STATED GOAL:
Copy the lines from the one containing "Where in the photo above can the street" through the end of the material, changing "street lamp" to "streetlight" and leaving everything else as it is.
----
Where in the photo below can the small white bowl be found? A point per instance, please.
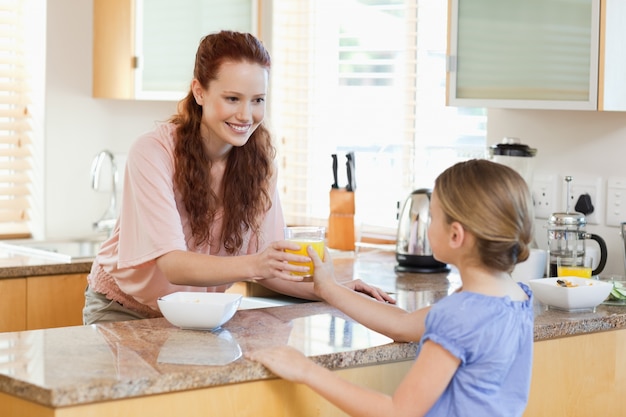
(199, 310)
(585, 295)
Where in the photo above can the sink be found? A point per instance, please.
(66, 250)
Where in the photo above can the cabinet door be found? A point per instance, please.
(146, 49)
(55, 301)
(12, 305)
(524, 53)
(612, 94)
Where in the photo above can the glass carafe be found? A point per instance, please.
(566, 241)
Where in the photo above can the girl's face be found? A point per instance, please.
(233, 105)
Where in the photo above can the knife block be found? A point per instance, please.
(341, 220)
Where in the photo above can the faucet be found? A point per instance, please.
(108, 219)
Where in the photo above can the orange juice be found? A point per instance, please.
(318, 245)
(574, 271)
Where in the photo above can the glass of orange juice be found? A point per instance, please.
(573, 268)
(306, 236)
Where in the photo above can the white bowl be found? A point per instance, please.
(532, 268)
(586, 295)
(199, 310)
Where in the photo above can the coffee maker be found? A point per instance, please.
(567, 236)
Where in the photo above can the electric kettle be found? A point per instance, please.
(413, 251)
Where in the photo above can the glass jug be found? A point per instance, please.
(566, 241)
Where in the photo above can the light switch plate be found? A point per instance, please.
(615, 201)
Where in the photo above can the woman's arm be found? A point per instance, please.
(190, 268)
(427, 379)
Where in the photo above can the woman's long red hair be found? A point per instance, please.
(249, 168)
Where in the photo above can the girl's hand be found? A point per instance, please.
(374, 292)
(323, 279)
(284, 361)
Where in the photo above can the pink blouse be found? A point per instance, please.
(152, 222)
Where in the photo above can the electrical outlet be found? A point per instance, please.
(579, 186)
(544, 195)
(615, 201)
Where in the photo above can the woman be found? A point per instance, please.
(475, 352)
(200, 208)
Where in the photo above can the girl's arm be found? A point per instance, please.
(393, 322)
(427, 379)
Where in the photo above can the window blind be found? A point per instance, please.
(15, 127)
(337, 86)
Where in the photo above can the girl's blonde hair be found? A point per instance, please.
(492, 201)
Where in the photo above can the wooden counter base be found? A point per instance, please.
(582, 375)
(267, 398)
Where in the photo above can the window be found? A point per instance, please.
(366, 76)
(15, 121)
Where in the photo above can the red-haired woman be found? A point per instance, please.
(200, 208)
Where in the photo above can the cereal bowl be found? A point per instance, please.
(199, 310)
(578, 293)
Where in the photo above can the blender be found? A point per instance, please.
(567, 236)
(512, 153)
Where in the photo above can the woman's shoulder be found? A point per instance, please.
(153, 146)
(161, 135)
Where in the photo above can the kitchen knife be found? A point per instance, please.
(335, 184)
(350, 166)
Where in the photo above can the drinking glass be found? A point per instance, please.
(306, 236)
(573, 268)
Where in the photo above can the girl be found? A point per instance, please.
(475, 350)
(200, 208)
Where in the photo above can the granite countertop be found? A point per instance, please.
(16, 265)
(144, 357)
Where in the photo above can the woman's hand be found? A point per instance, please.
(284, 361)
(273, 262)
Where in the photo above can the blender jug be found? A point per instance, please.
(566, 241)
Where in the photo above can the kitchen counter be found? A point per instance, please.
(16, 265)
(64, 371)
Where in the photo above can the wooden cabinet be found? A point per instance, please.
(146, 49)
(55, 301)
(12, 305)
(537, 55)
(42, 302)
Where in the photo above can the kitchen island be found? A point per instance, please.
(149, 367)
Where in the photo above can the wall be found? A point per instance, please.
(572, 143)
(78, 126)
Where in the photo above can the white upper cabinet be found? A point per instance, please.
(145, 49)
(536, 54)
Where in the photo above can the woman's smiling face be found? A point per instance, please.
(233, 105)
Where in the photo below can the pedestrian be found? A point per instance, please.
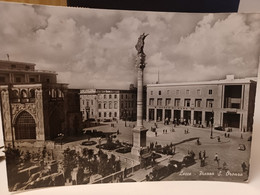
(204, 154)
(125, 173)
(216, 157)
(244, 167)
(202, 162)
(224, 166)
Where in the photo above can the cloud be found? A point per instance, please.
(95, 48)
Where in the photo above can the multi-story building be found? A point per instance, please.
(229, 102)
(35, 108)
(108, 104)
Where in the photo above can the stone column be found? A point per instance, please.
(163, 115)
(192, 117)
(139, 132)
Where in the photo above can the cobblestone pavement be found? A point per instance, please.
(227, 149)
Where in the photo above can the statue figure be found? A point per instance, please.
(140, 43)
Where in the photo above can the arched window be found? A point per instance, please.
(25, 127)
(15, 94)
(53, 93)
(59, 93)
(115, 105)
(32, 93)
(24, 94)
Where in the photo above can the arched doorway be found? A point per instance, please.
(25, 127)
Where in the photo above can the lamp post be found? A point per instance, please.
(212, 121)
(125, 116)
(61, 135)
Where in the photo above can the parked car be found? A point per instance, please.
(220, 128)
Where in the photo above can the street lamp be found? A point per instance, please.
(212, 121)
(125, 116)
----
TASK RESPONSE:
Where in the photo above can the streetlight be found? A point per instance, please.
(212, 121)
(125, 116)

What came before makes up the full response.